• STATED TASK:
Rewrite the entries below, replacing "place a pin" with "put a marker" everywhere and changing nothing else. Leave the pictures out of your answer.

• RECORD LIST:
# # #

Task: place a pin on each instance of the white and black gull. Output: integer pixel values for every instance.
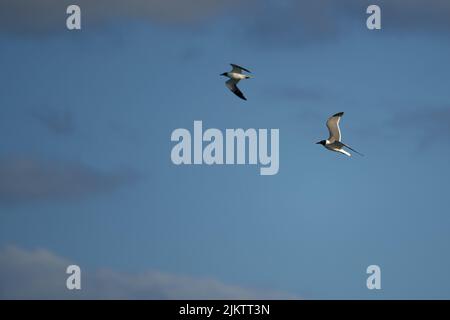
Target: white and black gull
(236, 75)
(334, 142)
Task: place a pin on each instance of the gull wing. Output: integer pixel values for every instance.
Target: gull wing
(238, 69)
(232, 85)
(333, 127)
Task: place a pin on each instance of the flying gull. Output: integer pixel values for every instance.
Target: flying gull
(235, 76)
(334, 143)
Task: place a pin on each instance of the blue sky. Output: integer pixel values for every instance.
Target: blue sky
(86, 175)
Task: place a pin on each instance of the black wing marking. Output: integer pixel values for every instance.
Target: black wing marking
(352, 149)
(236, 66)
(231, 84)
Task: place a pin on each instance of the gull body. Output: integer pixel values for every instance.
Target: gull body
(236, 75)
(334, 143)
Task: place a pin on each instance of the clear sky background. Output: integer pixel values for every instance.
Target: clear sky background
(85, 170)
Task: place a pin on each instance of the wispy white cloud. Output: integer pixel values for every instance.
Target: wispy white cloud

# # #

• SOLUTION FOR THIS PROBLEM:
Task: put a marker on each instance of the white and black gull. Output: integer pixel values for every instance.
Target: white and black gull
(236, 75)
(334, 142)
Task: put a marker on each instance of the gull wing. Output: integer pixel values for every instance.
Target: gull wing
(238, 69)
(232, 85)
(333, 127)
Task: put a marker on each instance of the flying gull. Output: integer pixel values for every instance.
Target: flying gull
(235, 76)
(334, 143)
Task: put a marker on each instance of the blue sky. Output: integer pixel values for every instance.
Target: blue sky
(86, 175)
Task: put a marker on each instance of the black wing marking. Output: integer pixel values for every instance.
Target: black wing marking
(352, 149)
(236, 66)
(231, 84)
Task: put a marker on each instance of the gull body. Output: integer pixel values for every instance.
Target: gull body
(236, 75)
(334, 143)
Task: put a marker on each instance of the clear sky background. Output: integer pixel values for every instance.
Target: clear sky background
(85, 170)
Task: put a marker on each instance of the wispy white cloud. Output: integer pixel values for every instance.
Target: wispy white cloud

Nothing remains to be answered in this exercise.